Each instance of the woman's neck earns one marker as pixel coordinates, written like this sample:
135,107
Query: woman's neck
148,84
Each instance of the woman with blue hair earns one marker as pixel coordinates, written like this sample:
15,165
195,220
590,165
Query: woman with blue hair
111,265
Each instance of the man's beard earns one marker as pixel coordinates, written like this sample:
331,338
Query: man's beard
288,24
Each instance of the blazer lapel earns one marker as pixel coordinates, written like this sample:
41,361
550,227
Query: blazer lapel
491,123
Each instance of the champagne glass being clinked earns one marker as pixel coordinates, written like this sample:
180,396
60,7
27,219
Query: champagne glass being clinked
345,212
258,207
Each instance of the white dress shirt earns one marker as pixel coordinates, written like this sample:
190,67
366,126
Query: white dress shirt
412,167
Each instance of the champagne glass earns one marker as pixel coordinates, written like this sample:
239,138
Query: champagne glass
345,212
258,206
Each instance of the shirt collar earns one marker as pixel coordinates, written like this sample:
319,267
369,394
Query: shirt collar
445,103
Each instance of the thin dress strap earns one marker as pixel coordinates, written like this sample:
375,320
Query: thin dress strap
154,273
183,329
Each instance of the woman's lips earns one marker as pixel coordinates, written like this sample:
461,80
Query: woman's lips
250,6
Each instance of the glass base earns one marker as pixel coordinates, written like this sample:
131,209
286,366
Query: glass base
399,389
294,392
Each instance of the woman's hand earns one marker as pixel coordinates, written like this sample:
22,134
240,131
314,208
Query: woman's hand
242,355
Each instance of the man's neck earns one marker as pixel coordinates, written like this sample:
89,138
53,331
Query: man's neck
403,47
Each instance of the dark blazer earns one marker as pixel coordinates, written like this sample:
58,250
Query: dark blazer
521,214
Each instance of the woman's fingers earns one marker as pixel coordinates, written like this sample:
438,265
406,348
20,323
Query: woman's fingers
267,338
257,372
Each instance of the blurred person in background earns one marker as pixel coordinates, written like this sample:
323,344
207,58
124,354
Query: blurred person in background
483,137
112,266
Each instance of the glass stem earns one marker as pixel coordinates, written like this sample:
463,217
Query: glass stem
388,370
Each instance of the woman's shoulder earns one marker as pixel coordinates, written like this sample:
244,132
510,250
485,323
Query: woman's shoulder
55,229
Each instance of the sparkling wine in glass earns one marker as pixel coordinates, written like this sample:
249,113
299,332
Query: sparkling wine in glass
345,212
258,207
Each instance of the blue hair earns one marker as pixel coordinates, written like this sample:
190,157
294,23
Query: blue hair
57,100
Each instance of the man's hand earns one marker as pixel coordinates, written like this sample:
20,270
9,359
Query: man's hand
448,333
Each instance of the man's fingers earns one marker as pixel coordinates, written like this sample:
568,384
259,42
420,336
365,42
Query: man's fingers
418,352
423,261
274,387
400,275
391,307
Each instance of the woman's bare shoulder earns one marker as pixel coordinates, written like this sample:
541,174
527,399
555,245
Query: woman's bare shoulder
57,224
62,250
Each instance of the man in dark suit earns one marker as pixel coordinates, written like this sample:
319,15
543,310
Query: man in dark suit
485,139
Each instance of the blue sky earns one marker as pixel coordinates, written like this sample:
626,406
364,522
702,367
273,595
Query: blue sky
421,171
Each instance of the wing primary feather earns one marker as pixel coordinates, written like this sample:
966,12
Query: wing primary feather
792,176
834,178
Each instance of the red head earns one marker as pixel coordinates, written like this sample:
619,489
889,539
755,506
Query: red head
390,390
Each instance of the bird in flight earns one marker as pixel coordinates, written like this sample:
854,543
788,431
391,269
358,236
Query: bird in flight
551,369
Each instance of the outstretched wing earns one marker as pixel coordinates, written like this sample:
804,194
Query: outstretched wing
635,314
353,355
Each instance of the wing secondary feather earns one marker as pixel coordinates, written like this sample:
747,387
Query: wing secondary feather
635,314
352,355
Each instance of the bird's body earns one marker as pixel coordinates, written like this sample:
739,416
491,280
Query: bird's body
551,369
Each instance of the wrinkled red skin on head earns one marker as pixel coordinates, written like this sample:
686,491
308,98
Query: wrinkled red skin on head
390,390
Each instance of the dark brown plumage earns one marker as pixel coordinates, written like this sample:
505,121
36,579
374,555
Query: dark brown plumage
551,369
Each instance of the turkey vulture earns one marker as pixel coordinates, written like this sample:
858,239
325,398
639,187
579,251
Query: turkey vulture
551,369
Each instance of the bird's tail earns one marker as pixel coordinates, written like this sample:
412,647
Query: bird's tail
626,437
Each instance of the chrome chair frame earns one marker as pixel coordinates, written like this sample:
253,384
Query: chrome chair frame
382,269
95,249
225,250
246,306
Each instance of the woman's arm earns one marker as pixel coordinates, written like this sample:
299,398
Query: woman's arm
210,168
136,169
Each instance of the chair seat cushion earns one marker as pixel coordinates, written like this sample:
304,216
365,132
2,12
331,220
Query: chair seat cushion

What the task requires:
Please write out the data again from the line with "Each instance of the woman's arm" through the last line of the data, both included, shifting every answer coordinate by -77 while keeping the requests and their sample coordinates unchanged.

The response:
Each instance of the woman's arm earns one marker as pixel coordinates, written like this sample:
299,398
Query: woman's arm
133,91
59,92
Each instance of the chair seat cushion earns one marker as pixel coordinates, written like this sample:
304,216
365,132
2,12
331,220
Query: chair seat cushion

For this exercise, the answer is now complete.